_TASK REQUIREMENTS:_ Return every line in the records below that contains the word "wheel".

———

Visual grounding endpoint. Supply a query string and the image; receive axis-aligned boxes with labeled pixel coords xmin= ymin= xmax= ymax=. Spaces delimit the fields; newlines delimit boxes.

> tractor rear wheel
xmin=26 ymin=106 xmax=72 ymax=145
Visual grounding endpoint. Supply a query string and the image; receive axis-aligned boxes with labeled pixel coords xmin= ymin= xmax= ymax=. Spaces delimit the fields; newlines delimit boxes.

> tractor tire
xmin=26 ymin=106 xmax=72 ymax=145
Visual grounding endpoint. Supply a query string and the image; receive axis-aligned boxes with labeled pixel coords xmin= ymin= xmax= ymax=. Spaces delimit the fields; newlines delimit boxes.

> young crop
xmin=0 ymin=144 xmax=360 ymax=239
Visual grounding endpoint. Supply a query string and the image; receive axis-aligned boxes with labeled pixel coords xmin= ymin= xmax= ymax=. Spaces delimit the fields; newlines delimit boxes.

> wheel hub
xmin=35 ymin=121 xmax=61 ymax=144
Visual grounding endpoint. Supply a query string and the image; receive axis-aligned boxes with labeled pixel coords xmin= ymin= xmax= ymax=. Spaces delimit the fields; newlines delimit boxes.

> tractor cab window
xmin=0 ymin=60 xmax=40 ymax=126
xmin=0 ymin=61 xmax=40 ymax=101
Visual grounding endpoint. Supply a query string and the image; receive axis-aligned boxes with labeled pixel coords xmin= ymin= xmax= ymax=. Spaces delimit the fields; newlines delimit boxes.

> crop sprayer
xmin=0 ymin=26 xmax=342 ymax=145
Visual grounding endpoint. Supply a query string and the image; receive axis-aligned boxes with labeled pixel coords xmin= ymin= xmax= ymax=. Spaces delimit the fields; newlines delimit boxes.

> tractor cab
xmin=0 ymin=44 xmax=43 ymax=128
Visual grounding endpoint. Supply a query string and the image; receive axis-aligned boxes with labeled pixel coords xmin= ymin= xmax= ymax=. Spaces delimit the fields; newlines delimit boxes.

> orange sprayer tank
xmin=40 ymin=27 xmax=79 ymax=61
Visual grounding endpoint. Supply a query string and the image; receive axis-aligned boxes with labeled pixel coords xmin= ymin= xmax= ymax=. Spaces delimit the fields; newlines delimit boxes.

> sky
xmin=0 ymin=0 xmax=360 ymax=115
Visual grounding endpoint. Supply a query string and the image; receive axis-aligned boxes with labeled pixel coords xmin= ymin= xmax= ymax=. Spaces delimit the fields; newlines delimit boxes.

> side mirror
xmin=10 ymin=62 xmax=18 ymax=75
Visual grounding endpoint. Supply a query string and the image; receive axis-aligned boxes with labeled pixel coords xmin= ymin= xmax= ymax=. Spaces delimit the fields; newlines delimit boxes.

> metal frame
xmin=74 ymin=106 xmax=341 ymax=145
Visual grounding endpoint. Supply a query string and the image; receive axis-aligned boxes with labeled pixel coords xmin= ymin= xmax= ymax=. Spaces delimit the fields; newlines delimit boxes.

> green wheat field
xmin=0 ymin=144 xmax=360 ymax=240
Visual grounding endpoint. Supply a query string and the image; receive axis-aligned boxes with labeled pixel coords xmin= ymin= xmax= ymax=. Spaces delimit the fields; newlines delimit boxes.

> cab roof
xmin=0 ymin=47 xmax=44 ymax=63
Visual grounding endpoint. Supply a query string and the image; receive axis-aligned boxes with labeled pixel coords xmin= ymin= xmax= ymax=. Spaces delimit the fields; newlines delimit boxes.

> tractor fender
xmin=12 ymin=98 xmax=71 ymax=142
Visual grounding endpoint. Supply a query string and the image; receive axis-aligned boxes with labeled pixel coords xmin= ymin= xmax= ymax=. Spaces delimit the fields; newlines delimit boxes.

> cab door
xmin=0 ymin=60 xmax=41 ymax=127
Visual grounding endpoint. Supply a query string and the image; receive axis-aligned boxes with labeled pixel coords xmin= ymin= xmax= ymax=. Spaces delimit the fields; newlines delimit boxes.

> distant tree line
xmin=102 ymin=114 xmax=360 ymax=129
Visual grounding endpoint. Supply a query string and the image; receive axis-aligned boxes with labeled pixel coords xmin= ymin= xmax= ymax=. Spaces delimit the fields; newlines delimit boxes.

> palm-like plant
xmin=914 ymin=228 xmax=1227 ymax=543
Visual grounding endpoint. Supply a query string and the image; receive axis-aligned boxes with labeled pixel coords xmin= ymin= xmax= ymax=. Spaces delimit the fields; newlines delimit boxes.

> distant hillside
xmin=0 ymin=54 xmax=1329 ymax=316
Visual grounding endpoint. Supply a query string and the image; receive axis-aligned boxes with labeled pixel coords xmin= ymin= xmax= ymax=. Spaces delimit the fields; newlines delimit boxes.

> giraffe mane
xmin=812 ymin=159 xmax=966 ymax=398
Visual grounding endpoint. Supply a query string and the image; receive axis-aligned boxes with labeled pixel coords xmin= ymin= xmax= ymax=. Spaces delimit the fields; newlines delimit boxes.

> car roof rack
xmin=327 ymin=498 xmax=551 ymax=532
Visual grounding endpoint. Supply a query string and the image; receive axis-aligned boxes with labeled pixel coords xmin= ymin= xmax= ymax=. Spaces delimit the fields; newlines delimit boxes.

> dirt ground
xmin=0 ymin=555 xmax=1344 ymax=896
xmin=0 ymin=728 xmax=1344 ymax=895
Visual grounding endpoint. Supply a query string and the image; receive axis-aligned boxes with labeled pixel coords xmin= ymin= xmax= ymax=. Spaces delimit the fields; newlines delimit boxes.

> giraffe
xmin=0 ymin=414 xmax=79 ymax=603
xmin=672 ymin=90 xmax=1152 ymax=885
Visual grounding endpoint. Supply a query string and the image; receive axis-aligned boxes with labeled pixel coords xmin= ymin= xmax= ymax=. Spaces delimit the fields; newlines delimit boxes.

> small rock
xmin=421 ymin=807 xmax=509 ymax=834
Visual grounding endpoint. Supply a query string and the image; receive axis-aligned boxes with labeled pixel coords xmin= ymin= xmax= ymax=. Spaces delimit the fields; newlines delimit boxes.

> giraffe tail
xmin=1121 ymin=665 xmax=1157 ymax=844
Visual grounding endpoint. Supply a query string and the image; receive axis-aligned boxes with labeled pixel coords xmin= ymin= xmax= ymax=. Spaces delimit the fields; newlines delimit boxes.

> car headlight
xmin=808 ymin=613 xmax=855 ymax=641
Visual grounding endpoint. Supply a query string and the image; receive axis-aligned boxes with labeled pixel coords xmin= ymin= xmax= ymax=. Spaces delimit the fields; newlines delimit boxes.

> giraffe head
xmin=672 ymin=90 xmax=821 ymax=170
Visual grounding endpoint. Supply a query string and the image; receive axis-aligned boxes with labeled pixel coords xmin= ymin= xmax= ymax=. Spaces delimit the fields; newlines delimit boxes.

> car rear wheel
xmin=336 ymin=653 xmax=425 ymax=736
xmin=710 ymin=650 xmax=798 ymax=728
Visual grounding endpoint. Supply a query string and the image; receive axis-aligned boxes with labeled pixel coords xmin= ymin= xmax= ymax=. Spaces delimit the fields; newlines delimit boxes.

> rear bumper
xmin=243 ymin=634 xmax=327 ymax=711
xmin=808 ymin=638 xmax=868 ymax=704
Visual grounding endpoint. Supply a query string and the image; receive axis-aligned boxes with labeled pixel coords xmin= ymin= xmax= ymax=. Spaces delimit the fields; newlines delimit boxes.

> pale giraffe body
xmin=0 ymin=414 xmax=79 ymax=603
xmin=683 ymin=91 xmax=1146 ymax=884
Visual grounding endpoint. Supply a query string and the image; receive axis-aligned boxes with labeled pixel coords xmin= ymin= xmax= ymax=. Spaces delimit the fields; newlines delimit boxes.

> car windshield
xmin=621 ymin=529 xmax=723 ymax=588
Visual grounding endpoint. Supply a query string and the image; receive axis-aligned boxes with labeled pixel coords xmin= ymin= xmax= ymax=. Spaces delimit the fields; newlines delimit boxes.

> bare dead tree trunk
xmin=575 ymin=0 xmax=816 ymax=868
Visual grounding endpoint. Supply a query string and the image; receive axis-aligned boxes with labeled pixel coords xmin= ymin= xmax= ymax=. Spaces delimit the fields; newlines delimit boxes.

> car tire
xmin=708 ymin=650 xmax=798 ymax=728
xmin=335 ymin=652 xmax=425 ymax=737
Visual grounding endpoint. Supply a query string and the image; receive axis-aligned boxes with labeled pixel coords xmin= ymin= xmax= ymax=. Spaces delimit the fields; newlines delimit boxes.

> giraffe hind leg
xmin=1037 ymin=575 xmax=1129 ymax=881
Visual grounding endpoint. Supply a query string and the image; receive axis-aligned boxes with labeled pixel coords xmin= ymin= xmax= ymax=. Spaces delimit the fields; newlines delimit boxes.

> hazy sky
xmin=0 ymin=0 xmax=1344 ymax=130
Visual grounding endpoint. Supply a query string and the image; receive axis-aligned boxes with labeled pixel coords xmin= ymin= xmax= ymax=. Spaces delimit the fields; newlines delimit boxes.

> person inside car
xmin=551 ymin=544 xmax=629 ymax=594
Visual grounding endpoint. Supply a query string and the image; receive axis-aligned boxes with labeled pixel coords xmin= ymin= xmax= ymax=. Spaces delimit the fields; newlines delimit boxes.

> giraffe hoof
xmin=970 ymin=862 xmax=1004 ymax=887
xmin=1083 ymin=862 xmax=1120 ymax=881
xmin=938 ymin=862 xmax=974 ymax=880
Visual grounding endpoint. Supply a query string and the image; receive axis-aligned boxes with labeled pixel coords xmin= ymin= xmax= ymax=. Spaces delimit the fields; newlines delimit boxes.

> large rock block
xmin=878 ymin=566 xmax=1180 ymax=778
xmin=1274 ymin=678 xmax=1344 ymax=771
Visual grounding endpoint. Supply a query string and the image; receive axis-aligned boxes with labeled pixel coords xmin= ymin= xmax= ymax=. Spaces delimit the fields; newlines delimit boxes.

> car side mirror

———

_OUTPUT:_
> tractor rear wheel
> wheel hub
> car rear wheel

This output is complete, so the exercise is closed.